• _Passage_
-- BEGIN --

College teachers who are heads of departments are included in this group.
Example Titles
- CEGEP teacher
- college teacher
- commercial art instructor
- community college teacher
- company trainer
- computer training instructor
- department chairperson – college
- department head – CEGEP
- firefighting instructor
- language school instructor
- teacher – institute of technology
- teacher, legal assistant program
- training officer – company
- vocational institute teacher
Main Duties
College and other vocational instructors perform some or all of
the following duties:
- Teach students using a systematic plan of lectures,
demonstrations, discussion groups, laboratory work, shop sessions, seminars,
case studies, field assignments and independent or group projects
- Develop curriculum and prepare teaching materials and outlines
for courses
- Prepare, administer and mark tests and papers to evaluate
students’ progress
- Advise students on program curricula and career decisions
- Provide individualized tutorial/remedial instructions
- Supervise independent or group projects, field placements,
laboratory work or hands-on training
- Supervise teaching assistants
- May provide consultation services to government, business and
other organizations
- May serve on committees concerned with matters such as budgets,
curriculum revision, and course and diploma requirements.

-- END --

• _Set problem 1_
For the occupation description above, decide whether each statement agrees with it, answering yes or no and quoting the words that decide it: (a) college teachers who head departments belong to this group; (b) instructors are required to serve on committees dealing with budgets; (c) "firefighting instructor" appears among the example titles.
• _Set problem 2_
Write a continuation of the occupation description on college and vocational instructors, picking up after its final line.

• _Data records_
-- BEGIN --

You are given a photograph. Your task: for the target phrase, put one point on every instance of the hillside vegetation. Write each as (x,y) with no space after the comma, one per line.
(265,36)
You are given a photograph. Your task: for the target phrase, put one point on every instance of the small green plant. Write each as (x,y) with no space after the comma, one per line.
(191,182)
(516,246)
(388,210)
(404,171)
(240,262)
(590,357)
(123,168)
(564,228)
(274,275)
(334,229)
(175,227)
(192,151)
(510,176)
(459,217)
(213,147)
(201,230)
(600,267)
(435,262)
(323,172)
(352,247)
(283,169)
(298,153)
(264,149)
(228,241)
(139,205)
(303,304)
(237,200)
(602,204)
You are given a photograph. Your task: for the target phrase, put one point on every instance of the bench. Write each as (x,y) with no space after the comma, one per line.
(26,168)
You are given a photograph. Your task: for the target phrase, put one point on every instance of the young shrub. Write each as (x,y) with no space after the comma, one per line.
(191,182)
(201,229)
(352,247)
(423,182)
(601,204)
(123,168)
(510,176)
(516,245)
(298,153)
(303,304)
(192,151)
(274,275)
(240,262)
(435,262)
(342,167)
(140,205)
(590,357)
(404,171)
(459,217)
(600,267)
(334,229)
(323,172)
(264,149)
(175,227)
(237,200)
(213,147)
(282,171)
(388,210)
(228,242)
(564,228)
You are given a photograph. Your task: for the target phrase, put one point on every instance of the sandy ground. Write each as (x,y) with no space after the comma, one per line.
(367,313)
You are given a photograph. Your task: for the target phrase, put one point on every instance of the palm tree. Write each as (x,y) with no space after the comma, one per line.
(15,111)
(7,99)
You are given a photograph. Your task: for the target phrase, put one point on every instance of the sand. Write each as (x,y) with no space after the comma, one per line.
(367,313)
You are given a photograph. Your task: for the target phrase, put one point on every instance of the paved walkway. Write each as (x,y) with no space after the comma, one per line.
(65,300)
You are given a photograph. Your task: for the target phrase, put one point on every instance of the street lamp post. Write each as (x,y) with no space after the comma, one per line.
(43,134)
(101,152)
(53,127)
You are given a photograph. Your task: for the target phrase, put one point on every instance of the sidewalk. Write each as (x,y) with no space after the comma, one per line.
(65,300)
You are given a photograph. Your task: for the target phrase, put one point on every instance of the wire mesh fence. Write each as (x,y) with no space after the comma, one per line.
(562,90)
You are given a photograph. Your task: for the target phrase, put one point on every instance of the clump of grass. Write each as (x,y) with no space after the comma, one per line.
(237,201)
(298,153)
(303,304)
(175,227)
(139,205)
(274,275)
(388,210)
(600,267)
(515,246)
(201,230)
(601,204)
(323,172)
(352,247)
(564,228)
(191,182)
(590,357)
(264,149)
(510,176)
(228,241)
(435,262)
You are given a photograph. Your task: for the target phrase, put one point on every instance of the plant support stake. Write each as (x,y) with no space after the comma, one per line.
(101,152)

-- END --

• _Task output 1_
(a) Yes: "College teachers who are heads of departments are included in this group."
(b) No: "May serve on committees concerned with matters such as budgets, curriculum revision, and course and diploma requirements."
(c) Yes: "firefighting instructor"

• _Task output 2_
These instructors specialize in
particular fields or areas of study such as visual arts, dental hygiene,
welding, engineering technology, policing, computer software, management and
early childhood education.
[17]
The
reasons for the refusal decision are less than ideal. They barely satisfy the
standard of Newfoundland and Labrador Nurses’ Union v Newfoundland and Labrador (Treasury Board), [2011] 3 S.C.R. 708. However, they are
sufficient to establish that the decision is reasonable in light of the
outcome.
[18]
It
was reasonable for the decision-maker to conclude that the focus of NOC 4131 is
on being an instructor, whereas the material offered in support of the
application had training as a marginal activity. The material could be seen as
making training a marginal activity in view of everything else that was listed.
It was certainly open to the decision-maker to reach that conclusion. It was
one of the acceptable outcomes. It may not have been the only one, but, as
stated in Dunsmuir, supra at paragraph 47, “certain questions
that come before administrative tribunals do not lend themselves to one
specific, particular result. Instead, they may give rise to a number of
possible, reasonable conclusions”. Thus the deferential standard applied in
these types of cases.
[19]
On
its face, the job description refers to the position as a Health and Safety
Manager and the description of the position seems to fit the job title nicely.
Training was a marginal activity while NOC 4131 makes it clear that Canada is looking for instructors. That was the view of the visa officer as he pointed out
in the Field Operating Support System notes: “She might be involved a little
into training but this is not her main task”. The evidence before the
decision-maker supported that finding amply.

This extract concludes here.